__Dataset excerpts__
============================================================

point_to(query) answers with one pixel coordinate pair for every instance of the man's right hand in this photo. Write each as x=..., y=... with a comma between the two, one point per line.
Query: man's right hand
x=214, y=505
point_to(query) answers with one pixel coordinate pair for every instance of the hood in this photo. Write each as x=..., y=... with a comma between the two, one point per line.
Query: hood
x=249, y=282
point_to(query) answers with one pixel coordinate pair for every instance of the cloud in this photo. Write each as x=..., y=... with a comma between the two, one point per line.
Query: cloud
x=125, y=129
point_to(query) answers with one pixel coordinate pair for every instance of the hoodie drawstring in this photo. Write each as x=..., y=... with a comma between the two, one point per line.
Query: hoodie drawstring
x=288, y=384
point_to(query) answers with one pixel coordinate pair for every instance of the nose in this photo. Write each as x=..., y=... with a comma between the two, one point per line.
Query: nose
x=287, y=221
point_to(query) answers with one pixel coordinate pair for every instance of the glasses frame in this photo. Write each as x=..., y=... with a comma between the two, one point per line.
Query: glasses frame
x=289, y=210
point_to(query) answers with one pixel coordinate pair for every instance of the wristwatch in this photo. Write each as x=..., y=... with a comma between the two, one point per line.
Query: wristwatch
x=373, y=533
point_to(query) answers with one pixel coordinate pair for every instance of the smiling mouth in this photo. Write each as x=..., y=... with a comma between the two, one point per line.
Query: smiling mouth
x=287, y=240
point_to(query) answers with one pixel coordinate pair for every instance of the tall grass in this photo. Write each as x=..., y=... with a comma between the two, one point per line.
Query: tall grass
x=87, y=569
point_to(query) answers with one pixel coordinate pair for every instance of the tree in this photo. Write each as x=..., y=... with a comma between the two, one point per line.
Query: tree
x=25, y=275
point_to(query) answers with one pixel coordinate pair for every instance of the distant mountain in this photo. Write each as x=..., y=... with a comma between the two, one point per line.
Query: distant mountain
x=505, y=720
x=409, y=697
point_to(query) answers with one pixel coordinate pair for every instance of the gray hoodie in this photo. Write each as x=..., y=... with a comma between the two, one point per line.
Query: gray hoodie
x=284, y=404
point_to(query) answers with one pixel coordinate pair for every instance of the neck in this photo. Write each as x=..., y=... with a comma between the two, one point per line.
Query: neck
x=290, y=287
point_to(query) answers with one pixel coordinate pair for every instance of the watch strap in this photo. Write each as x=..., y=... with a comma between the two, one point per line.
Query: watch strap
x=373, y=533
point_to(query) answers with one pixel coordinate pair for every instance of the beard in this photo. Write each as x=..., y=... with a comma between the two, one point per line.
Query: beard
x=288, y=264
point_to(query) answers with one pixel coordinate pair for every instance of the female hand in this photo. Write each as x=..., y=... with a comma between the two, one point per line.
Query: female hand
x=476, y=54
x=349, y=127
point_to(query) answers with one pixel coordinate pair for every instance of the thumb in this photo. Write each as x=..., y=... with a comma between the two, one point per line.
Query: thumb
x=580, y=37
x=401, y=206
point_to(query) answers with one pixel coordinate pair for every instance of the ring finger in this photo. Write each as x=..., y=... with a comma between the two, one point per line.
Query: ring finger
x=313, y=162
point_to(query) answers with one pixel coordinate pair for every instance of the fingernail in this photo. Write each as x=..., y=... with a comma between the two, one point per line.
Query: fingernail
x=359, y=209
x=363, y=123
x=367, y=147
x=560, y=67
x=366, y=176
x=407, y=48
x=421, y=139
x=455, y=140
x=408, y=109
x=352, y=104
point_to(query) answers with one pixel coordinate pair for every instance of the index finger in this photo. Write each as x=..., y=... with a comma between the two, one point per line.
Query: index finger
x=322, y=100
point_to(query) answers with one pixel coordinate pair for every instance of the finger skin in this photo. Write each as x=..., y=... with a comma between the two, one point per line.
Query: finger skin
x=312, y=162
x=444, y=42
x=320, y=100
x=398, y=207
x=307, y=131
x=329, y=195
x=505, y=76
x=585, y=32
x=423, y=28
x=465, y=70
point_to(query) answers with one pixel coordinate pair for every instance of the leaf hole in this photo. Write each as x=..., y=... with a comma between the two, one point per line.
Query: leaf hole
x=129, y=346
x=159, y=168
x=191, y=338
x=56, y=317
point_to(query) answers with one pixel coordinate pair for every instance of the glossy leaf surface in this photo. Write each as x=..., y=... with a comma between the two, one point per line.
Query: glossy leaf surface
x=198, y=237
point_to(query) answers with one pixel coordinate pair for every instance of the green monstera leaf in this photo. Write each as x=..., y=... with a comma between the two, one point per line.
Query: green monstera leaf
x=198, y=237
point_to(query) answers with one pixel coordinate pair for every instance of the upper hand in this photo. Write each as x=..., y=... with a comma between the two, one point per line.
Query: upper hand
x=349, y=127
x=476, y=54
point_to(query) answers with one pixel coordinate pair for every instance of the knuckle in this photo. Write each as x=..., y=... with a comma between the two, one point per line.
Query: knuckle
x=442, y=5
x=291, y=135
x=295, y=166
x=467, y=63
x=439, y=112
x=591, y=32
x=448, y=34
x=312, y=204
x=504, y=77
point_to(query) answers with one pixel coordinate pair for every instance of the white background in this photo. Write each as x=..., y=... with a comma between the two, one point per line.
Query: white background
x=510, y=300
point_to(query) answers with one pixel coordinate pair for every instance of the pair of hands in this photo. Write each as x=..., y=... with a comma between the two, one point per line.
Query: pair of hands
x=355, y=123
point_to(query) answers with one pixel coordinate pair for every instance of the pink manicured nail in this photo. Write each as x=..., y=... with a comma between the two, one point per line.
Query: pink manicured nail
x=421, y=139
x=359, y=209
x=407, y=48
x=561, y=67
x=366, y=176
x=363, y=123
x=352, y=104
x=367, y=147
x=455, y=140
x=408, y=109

============================================================

__Required work__
Once you have read the data above, print all of it again exactly.

__Output below__
point_to(query) answers with one pixel coordinate pair for every instance of the man's right hand in this photo. Write each as x=..., y=... with a comma between the two, one point per line.
Query: man's right hand
x=214, y=505
point_to(query) answers with one pixel coordinate pair for every instance of the hood in this photo. Write each as x=..., y=... with a comma between the two, one point per line.
Query: hood
x=249, y=282
point_to(query) answers with one pixel coordinate pair for every instance of the cloud in this photo. Write each as x=..., y=... with a comma between the two, one point per line.
Query: cloud
x=125, y=129
point_to(query) answers with one pixel coordinate pair for every instance of the hoodie drawstring in this photo. Write each as x=..., y=... with a comma between the two, one point per line.
Query: hoodie drawstring
x=288, y=384
point_to(query) answers with one pixel coordinate pair for every instance of the nose in this photo. Write each as x=..., y=... with a comma between the two, one point per line.
Query: nose
x=287, y=221
point_to(query) answers with one pixel coordinate pair for every instance of the glasses frame in this photo. Write each as x=..., y=... with a comma between the two, one point per line.
Query: glasses frame
x=289, y=210
point_to(query) answers with one pixel coordinate pair for every instance of the wristwatch in this photo. Write each as x=..., y=... with a comma between the two, one point per line.
Query: wristwatch
x=373, y=533
point_to(query) answers with one pixel coordinate pair for every instance of the smiling mouth in this photo. Write each as x=..., y=... with a comma between the two, one point per line.
Query: smiling mouth
x=287, y=240
point_to(query) answers with one pixel coordinate pair for every instance of the tall grass in this photo. Write each as x=..., y=... with a comma between the two, one point per line.
Query: tall grass
x=87, y=569
point_to(query) answers with one pixel coordinate pair for every instance of the tree in this photo. Write each as x=..., y=... with a comma between the two, one point per line.
Query: tree
x=25, y=275
point_to(query) answers with one pixel coordinate pair for every instance of the distant mountain in this photo. Write each as x=..., y=... with a comma between the two, one point per line.
Query: distant mountain
x=505, y=720
x=409, y=697
point_to(query) answers with one pixel coordinate pair for every instance of the gray hoodie in this photo. Write each as x=..., y=... with a comma between the two, one point per line.
Query: gray hoodie
x=284, y=404
point_to(query) answers with one pixel coordinate pair for every instance of the neck in this photo. Write each as x=..., y=... with a comma between the two, one point per line.
Query: neck
x=290, y=287
point_to(query) answers with one pixel coordinate pair for every instance of the watch strap in this photo. Write each as x=..., y=... with a comma between the two, one point per line.
Query: watch strap
x=373, y=533
point_to(query) answers with one pixel coordinate pair for every instance of the beard in this photo. Write each as x=..., y=... with a comma between the two, one point per line.
Query: beard
x=288, y=264
point_to(query) answers with one pixel coordinate pair for every instance of the female hand in this photo. Write each as x=..., y=... with a comma between the two, one point per line.
Query: female hand
x=476, y=54
x=349, y=127
point_to(query) answers with one pixel coordinate pair for every instance of the thumb in this photo. Write each as x=..., y=... with a comma between the two, one point per line.
Query: thumb
x=580, y=37
x=401, y=206
point_to(query) answers with one pixel coordinate pair for every instance of the ring finger in this photo. Write each as x=..., y=... with a comma between the two, one point per line.
Query: ring finger
x=313, y=162
point_to(query) answers with one pixel coordinate pair for every instance of the fingernail in this photo. Write each as x=..., y=... with a comma between the two, one point per line.
Query: fingernail
x=359, y=209
x=363, y=123
x=367, y=147
x=560, y=67
x=366, y=176
x=407, y=48
x=421, y=139
x=455, y=140
x=408, y=109
x=352, y=104
point_to(query) answers with one pixel coordinate pair for every instance of the index finger in this photo. Write each as x=..., y=... with a comma between the two, one point per line.
Query: index finger
x=322, y=100
point_to(query) answers with one pixel coordinate pair for every instance of the finger skin in this photo. Write each as x=..., y=... with a comma between the two, one point per line.
Query: finger skin
x=312, y=162
x=444, y=42
x=320, y=100
x=398, y=207
x=307, y=131
x=329, y=195
x=505, y=76
x=585, y=32
x=423, y=28
x=465, y=70
point_to(query) answers with one pixel coordinate pair for every instance of the leaf hole in this photo. Write each as x=..., y=... with a comma between the two, one point per line.
Query: leaf hole
x=129, y=346
x=159, y=168
x=191, y=338
x=56, y=317
point_to(query) answers with one pixel coordinate pair for every instance of the glossy leaf surface in this photo. Write each as x=..., y=... with a comma between the two, one point per line.
Query: glossy leaf surface
x=198, y=237
point_to(query) answers with one pixel coordinate pair for every instance of the green monstera leaf in this photo. Write each as x=..., y=... with a comma between the two, one point per line.
Query: green monstera leaf
x=198, y=237
point_to(query) answers with one pixel coordinate pair for every instance of the upper hand in this photo. Write each as x=..., y=... with a comma between the two, one point per line.
Query: upper hand
x=349, y=127
x=476, y=54
point_to(query) answers with one pixel coordinate pair for every instance of the knuckle in this photo. Write each as x=..., y=... with a comma between the two, one point per line.
Query: knuckle
x=442, y=5
x=291, y=135
x=295, y=166
x=467, y=63
x=439, y=112
x=591, y=32
x=448, y=34
x=312, y=204
x=504, y=77
point_to(query) answers with one pixel coordinate pair for every instance of the white background in this photo. Write each as x=..., y=... with a comma between the two, one point per line.
Query: white background
x=510, y=300
point_to(query) answers with one pixel coordinate pair for every instance of the pair of hands in this photo. Write each as x=..., y=... with a comma between the two, one point per line.
Query: pair of hands
x=355, y=123
point_to(query) answers with one pixel coordinate pair for every instance of the pink manicured nail in this photo. Write each as x=..., y=... with a comma between the two, one point per line.
Query: pink manicured nail
x=421, y=139
x=359, y=209
x=407, y=48
x=561, y=67
x=366, y=176
x=363, y=123
x=352, y=104
x=367, y=147
x=455, y=140
x=408, y=109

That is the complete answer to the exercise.